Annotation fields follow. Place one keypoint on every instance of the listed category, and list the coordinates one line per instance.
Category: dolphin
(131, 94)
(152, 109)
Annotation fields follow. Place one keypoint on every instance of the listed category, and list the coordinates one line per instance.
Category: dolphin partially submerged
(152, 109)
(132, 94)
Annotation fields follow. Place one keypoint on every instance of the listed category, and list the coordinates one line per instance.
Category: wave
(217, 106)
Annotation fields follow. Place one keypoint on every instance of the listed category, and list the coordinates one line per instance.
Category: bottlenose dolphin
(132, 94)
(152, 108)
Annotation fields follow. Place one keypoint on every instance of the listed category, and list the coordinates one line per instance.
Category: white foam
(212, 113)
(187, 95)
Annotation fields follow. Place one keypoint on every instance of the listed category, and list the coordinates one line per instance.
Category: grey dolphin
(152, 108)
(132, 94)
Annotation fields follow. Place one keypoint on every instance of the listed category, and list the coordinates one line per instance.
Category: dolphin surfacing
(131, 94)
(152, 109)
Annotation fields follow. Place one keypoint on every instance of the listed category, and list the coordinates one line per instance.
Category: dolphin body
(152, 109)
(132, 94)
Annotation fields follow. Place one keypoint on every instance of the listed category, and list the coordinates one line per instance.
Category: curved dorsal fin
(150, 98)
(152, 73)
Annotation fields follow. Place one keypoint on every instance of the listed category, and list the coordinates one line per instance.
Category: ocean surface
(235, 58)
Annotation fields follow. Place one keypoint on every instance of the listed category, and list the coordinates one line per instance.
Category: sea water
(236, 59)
◆ ◆ ◆ ◆ ◆ ◆ ◆
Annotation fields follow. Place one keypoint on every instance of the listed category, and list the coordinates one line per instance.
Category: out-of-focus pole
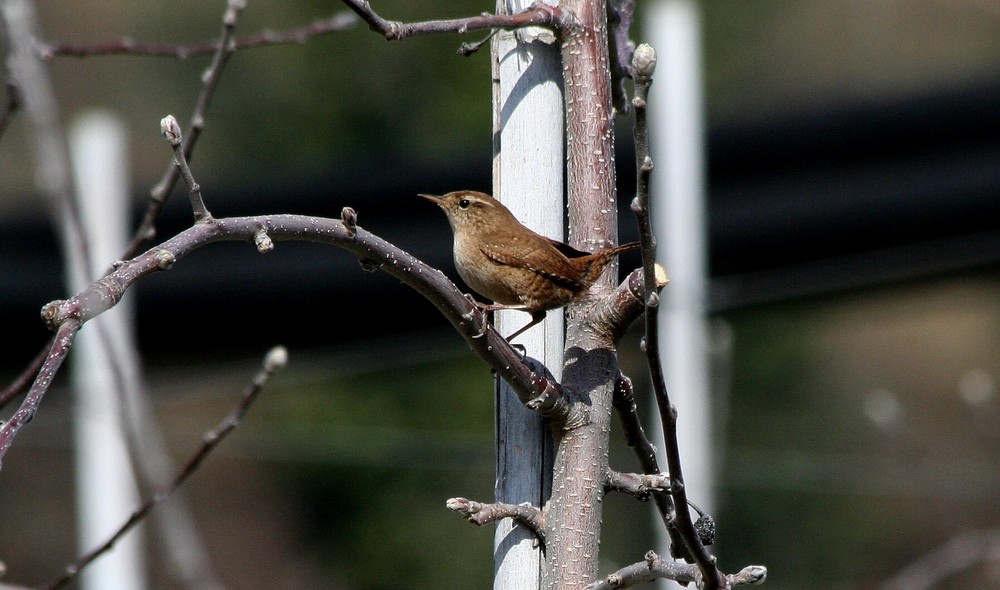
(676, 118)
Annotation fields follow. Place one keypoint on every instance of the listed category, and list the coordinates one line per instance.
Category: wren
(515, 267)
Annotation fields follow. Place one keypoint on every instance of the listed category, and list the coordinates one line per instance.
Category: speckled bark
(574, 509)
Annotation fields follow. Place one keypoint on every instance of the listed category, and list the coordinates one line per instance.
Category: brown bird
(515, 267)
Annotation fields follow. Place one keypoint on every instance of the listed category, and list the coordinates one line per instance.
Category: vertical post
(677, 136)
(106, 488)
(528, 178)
◆ ◆ ◆ ◆ ◆ ◆ ◆
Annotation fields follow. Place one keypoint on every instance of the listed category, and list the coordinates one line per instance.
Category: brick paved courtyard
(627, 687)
◆ ◆ ◆ ◆ ◆ ◆ ◆
• What the exercise asks: Report every line in the records above that contains the word "dolphin", copying each one in full.

• Problem solution:
Category: dolphin
Category: dolphin partially submerged
Category: bottlenose dolphin
Category: grey dolphin
Category: dolphin surfacing
Category: dolphin body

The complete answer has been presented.